**Document excerpt**
+ + + +

# A little spalted hackberry



## slatron25 (Dec 18, 2007)

Or is it hackeberry?  10" tip to tip , 3 1/2 high and finished with wipe on poly.


----------



## Old Skhool (Oct 31, 2009)

Beautiful piece of wood, and a darn nice turning. :thumbsup::thumbsup: (2 thumbs up)


----------



## Roger Newby (May 26, 2009)

Don't matter how you spell it.......that's really beautiful. :yes:


----------



## firehawkmph (Apr 26, 2008)

Hey Tim,
Looks good. Hackeberry, hackberry, potato, pottato, who can denounce it. Nice looking piece of wood, turned out well. 
Mike Hawkins


----------



## djwood1 (Nov 14, 2009)

That is sharp looking!


----------



## okiebugg (Dec 6, 2010)

*Hackberry*

It's sure looks a lot like spalted Hackberry to me. The difference in patina inside the bowl from the outside is dramatic (brownish inside)
and the way the annular rings look close to the heartwood make me think it is indeed Hackberry....Nice woodturning.

I think that Hackberry is my favorite wood of all time for use on the lathe. I have piles of it outside of my house waiting the two to three years it takes to get the spalted look.


----------



## BigJim (Sep 2, 2008)

I don't know what kind of wood it is but it sure is beautiful and your turning is fantastic.


----------



## ACP (Jan 24, 2009)

Wow is that cool!


----------



## Jeff4woodturning (Feb 1, 2009)

That's cool Tim. Beautiful piece of wood and great design, nicely done!


----------



## jdixon (Nov 21, 2007)

Tim, seriously nice job on this one. I have been experimenting with some wing turnings too. I really like your design on this one. Awesome.

John


----------

+ + + +

**Provided material**
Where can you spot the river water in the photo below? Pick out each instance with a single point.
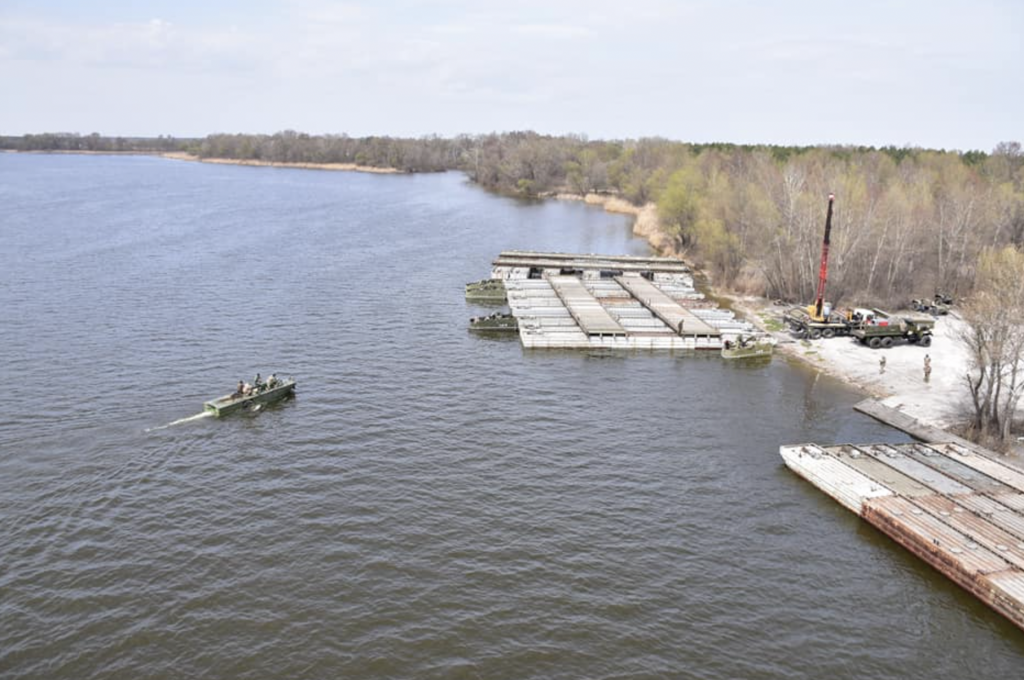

+ + + +

**Exercise instructions**
Return everything in the spalted hackberry thread above, from "## ACP (Jan" down to "design, nicely done!", copied word for word.

**Exercise response**
## ACP (Jan 24, 2009)

Wow is that cool!


----------



## Jeff4woodturning (Feb 1, 2009)

That's cool Tim. Beautiful piece of wood and great design, nicely done!